Excerpt:
::::

ABRAHAMSON, J., concurs.
Mr. JUSTICE SEIDENFELD dissenting in part:
I respectfully dissent from that portion of the majority opinion holding that the "other insurance" clause is unambiguous in this situation, and is applicable to limit defendant's uninsured motorist liability to $10,000. The majority relies on two Supreme Court cases (Morelock v. Millers Mutual Insurance (1971), 49 Ill.2d 234; Putnam v. New Amsterdam Casualty Co. (1970), 48 Ill.2d 71) which express disapproval with the concept of stacking policies. However, neither dealt with a fact situation similar to that before us. In Morelock, the plaintiff sought recovery under her own policy and under that of her father, whose car she was driving at the time of the accident. While both policies were issued by the same company, they were not issued to the same person, and presumably the different insureds paid the premiums on their respective policies. The father's policy was held to be "other insurance". In Putnam, the plaintiffs sought recovery under their own policy and the policy of a friend, in whose car they were riding when the accident took place. Again, the friend's policy was held "other insurance". The court disapproved of stacking policies because this would place motorists in the unusual position of preferring that any injuries sustained be at the hands of uninsured motorists rather than motorists who comply with the Financial Responsibility Law. However, the court agreed with the plaintiff that the Illinois uninsured motorist statute (Ill. Rev. Stat. 1969, ch. 73, par. 755a) does not prevent motorists from obtaining, or companies from issuing, uninsured motorist protection in excess of the minimum statutory *88 requirements. See also Deterding v. State Farm Farm Mut. Auto. Insurance Co. (1966), 78 Ill. App.2d 29.
In the case before us, not only are all three of the policies issued by a single company, but they are issued to a single insured, who has paid the company three premiums for this coverage. The insurance company does not deny that the accident is covered by the uninsured motorist provisions of all three policies, and that it accepted separate premiums to provide this coverage under each policy. In such case, it is not the stacking of policies which puts plaintiff in a better position than if the accident had been caused by an insured motorist. Rather, the increased coverage is caused by plaintiff's payment of multiple premiums, and the defendant's election to issue multiple policies providing similar items of coverage. See Woolston v. State Farm Mutual Insurance Co. (W.D. Ark. 1969), 306 F. Supp. 738; Sturdy v. Allied Mutual Insurance Co. (Kan. 1969), 457 P.2d 34, 42.
I would further conclude that the term "other insurance" is ambiguous in this situation. It has been stated that there is no purpose in proration unless the "other insurance" was written by another company, since such clauses are designed to preclude payment of a disproportionate amount of a loss shared with another company. United Services Automobile Association v. Dokter (Nev. 1970), 478 P.2d 583, 584. See also Deterding v. State Farm Mut. Auto. Insurance Co. (1966), 78 Ill. App.2d 29, 36.
In Morelock, "other insurance" was held to include a policy written by the same company but to different insureds. To extend this interpretation of the policy language to permit the insurer to issue separate policies to the same insured and to pro-rate the loss among these policies, seems an unfair, and unwarranted result. The insured would not reasonably anticipate that his own policies would be regarded as "other insurance". When the fact that the same company issued the policies is coupled with the fact that the policies are issued to the same insured, who has paid the separate premiums, an ambiguity arises which should be resolved in favor of the insured.
NOTES
[1] We are aware that we here interpret the second paragraph of the "other insurance" clause, while in Morelock the Court interpreted the first paragraph. However, that decision clearly indicates that the Court does not sanction "stacking" even when the multiple policies are issued by the same carrier.

::::

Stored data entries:
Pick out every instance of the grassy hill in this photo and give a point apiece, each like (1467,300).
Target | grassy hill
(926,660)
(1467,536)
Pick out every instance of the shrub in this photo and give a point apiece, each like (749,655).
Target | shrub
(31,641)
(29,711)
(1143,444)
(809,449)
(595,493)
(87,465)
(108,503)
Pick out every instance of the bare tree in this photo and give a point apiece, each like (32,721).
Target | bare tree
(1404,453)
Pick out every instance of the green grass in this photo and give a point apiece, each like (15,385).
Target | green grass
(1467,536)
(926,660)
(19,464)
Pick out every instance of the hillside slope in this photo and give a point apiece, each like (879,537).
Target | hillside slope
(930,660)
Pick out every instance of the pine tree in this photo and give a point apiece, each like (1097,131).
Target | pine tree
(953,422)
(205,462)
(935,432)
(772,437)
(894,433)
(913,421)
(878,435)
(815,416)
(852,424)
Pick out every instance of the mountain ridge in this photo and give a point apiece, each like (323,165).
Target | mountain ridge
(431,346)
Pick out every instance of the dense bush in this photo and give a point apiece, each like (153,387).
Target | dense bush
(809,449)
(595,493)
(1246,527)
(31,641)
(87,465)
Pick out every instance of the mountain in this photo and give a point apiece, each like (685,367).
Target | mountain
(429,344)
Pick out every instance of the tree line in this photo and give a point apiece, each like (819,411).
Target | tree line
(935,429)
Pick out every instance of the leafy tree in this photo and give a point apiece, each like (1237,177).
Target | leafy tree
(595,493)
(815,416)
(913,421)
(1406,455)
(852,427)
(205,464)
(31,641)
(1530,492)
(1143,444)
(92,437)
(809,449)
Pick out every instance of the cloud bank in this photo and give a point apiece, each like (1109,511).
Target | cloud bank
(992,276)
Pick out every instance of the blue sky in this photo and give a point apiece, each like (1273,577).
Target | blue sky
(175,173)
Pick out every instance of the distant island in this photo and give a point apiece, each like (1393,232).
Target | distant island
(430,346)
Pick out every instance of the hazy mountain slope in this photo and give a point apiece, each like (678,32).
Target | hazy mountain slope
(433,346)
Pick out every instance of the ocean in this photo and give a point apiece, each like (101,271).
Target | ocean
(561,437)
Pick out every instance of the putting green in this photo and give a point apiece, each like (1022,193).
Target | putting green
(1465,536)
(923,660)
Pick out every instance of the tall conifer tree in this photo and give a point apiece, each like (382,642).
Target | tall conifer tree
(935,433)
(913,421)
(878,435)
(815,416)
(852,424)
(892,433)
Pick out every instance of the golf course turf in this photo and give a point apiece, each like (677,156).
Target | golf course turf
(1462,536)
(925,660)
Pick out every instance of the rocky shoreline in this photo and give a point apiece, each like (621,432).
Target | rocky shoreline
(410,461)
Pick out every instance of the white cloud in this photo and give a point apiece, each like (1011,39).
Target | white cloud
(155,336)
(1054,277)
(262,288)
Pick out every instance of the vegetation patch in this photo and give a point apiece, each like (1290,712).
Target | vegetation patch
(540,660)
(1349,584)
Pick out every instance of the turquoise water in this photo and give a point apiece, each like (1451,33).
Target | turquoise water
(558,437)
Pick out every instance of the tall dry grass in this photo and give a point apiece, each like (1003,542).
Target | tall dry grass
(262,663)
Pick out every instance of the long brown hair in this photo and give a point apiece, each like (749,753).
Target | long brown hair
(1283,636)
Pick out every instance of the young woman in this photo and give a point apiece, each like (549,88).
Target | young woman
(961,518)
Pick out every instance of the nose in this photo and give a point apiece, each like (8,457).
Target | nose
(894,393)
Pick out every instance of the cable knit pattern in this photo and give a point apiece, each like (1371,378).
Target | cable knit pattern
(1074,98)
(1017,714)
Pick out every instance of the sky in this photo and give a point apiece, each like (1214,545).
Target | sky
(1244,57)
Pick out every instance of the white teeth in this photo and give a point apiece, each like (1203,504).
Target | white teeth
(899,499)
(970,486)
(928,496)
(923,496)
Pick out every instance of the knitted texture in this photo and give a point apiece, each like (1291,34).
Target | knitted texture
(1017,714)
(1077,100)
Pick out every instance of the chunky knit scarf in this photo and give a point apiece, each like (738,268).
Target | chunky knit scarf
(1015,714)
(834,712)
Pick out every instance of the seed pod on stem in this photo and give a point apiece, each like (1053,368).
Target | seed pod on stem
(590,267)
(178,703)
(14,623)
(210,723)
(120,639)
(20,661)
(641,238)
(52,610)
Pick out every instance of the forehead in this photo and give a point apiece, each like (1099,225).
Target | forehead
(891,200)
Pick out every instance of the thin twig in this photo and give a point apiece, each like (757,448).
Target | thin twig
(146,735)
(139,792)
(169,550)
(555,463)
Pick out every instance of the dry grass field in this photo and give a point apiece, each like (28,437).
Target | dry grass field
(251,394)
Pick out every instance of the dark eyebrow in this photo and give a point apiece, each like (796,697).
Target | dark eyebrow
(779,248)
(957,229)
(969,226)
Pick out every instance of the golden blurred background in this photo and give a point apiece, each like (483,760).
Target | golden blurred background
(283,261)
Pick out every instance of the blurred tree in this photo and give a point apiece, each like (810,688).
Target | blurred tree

::::

Assigned task A: According to the dissent, why is the term "other insurance" ambiguous when applied to the plaintiff's three policies? Answer in one to three sentences.
Assigned task B: In the dissent, whose car was the plaintiff in Morelock driving at the time of the accident?

Task output A: Proration clauses exist to prevent paying a disproportionate share of a loss shared with another company, so proration serves no purpose when one company wrote all the policies. Here the same company issued all the policies to the same insured, who paid separate premiums, and that insured would not reasonably expect his own policies to count as "other insurance."

Task output B: She was driving her father's car.